• [EXERCISE MATERIALS]:
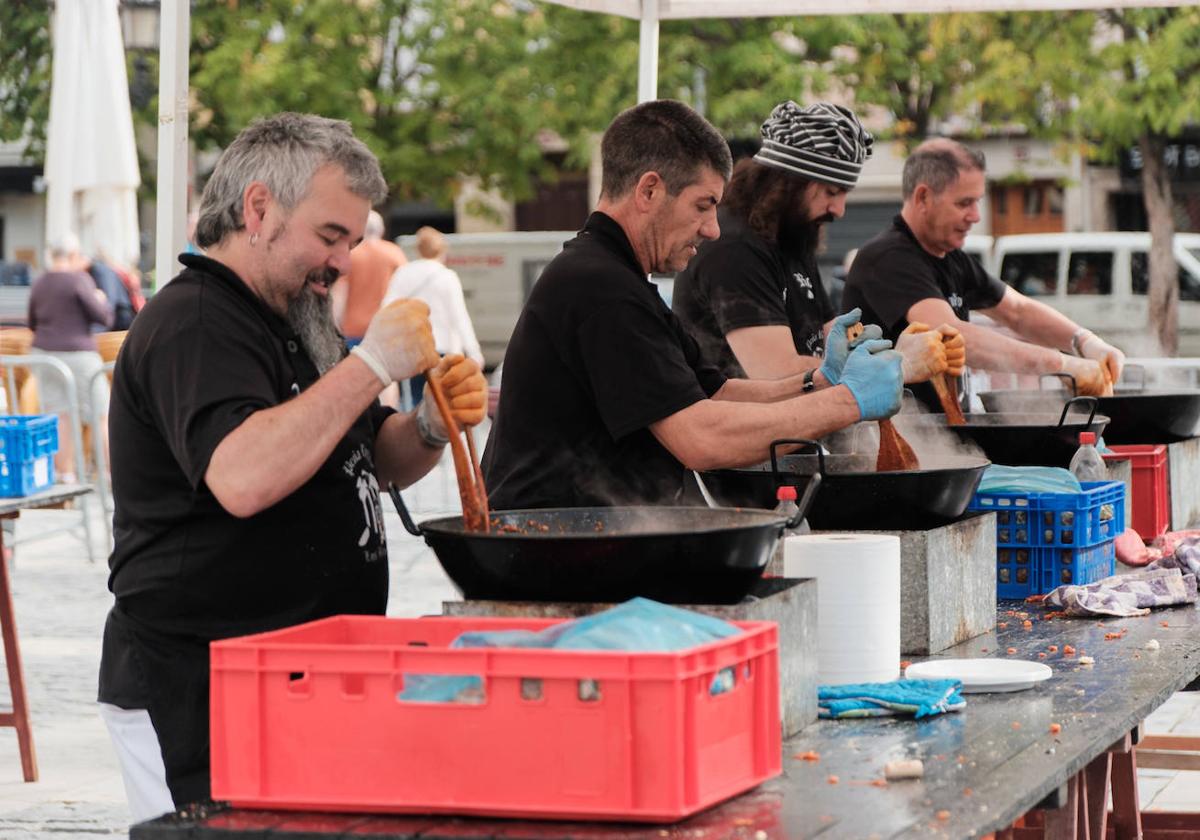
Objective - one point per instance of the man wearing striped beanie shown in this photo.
(754, 298)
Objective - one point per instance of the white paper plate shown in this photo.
(983, 675)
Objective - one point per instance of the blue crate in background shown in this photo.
(1033, 527)
(1057, 567)
(28, 443)
(1081, 520)
(1017, 573)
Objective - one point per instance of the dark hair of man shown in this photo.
(665, 137)
(763, 197)
(936, 163)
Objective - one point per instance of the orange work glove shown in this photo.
(955, 349)
(465, 388)
(1090, 379)
(923, 353)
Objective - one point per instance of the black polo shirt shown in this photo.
(742, 280)
(893, 271)
(203, 355)
(595, 358)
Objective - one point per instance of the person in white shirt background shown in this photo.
(430, 280)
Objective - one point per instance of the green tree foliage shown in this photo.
(25, 73)
(1109, 81)
(915, 66)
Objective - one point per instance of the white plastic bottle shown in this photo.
(1087, 465)
(787, 508)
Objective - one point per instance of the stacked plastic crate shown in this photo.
(28, 443)
(1044, 540)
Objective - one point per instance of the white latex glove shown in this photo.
(924, 355)
(1091, 346)
(400, 341)
(1089, 376)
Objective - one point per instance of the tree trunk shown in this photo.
(1164, 288)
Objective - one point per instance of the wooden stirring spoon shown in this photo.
(466, 466)
(949, 402)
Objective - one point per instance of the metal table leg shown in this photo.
(19, 715)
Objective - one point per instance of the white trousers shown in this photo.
(141, 757)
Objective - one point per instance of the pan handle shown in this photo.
(785, 442)
(802, 507)
(1066, 379)
(1086, 401)
(409, 526)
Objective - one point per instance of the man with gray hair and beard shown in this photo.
(249, 448)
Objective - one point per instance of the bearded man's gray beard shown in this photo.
(312, 317)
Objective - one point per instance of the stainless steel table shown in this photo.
(985, 767)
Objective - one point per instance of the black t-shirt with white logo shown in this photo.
(203, 355)
(595, 358)
(739, 281)
(892, 273)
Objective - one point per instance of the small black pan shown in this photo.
(852, 496)
(609, 555)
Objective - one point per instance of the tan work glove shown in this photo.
(924, 357)
(399, 342)
(1093, 347)
(955, 351)
(466, 390)
(1089, 376)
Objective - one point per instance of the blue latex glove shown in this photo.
(838, 346)
(874, 373)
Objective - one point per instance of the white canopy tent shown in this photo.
(91, 163)
(649, 12)
(173, 82)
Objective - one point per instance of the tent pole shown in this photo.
(648, 53)
(174, 43)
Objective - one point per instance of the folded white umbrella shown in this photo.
(91, 165)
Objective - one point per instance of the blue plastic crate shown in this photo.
(1031, 528)
(1057, 567)
(1081, 520)
(1017, 519)
(25, 477)
(27, 453)
(24, 437)
(1017, 571)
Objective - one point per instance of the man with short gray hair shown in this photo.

• [DIRECTION]: Recast the items as a numbered list, leaving out blank lines, starting at the line that contains "Objective - one point per instance of the tree" and ending with the last line of the items.

• [REPLY TO THE TASK]:
1. Objective - one point per instance of the tree trunk shown in this photo.
2. (1164, 288)
3. Objective - one point per instance of the wooden stirring spoon shown in this photo.
4. (466, 466)
5. (949, 402)
6. Objective - one point per instance of the metal table leg shown in this photo.
7. (19, 715)
8. Objective - one point per instance of the white trousers shown in this photo.
9. (141, 757)
10. Objective - one point per instance of the pan handle shown in this photo.
11. (785, 442)
12. (802, 507)
13. (1066, 379)
14. (1086, 401)
15. (409, 526)
16. Objective - one point per instance of the man with gray hair and beard shown in this photo.
17. (249, 448)
18. Objective - one point per instance of the bearded man's gray beard shown in this photo.
19. (312, 317)
20. Objective - one point per instance of the stainless steel table shown in this photo.
21. (985, 767)
22. Objective - one point per instance of the black t-shirt with white logo shown in this photo.
23. (203, 355)
24. (595, 358)
25. (739, 281)
26. (892, 273)
27. Objective - one point per instance of the small black pan shown in this photo.
28. (852, 496)
29. (609, 555)
30. Objective - one point per instance of the tan work glove shown in this photo.
31. (924, 357)
32. (399, 342)
33. (1093, 347)
34. (955, 351)
35. (466, 390)
36. (1089, 376)
37. Objective - one point per instance of the blue latex glove shown in this photo.
38. (838, 346)
39. (874, 373)
40. Objective - one point per instance of the white canopy tent shown in this photo.
41. (91, 163)
42. (649, 12)
43. (173, 82)
44. Objective - one point per instance of the tent pole shown in this photo.
45. (648, 53)
46. (174, 43)
47. Objective - one point per instance of the folded white umbrella shown in this photo.
48. (91, 165)
49. Objective - one point per instance of the blue plastic crate shown in this photo.
50. (1031, 528)
51. (1057, 567)
52. (1081, 520)
53. (1017, 519)
54. (25, 477)
55. (27, 453)
56. (24, 437)
57. (1017, 571)
58. Objective - one point per instance of the man with short gray hair shown in this photo.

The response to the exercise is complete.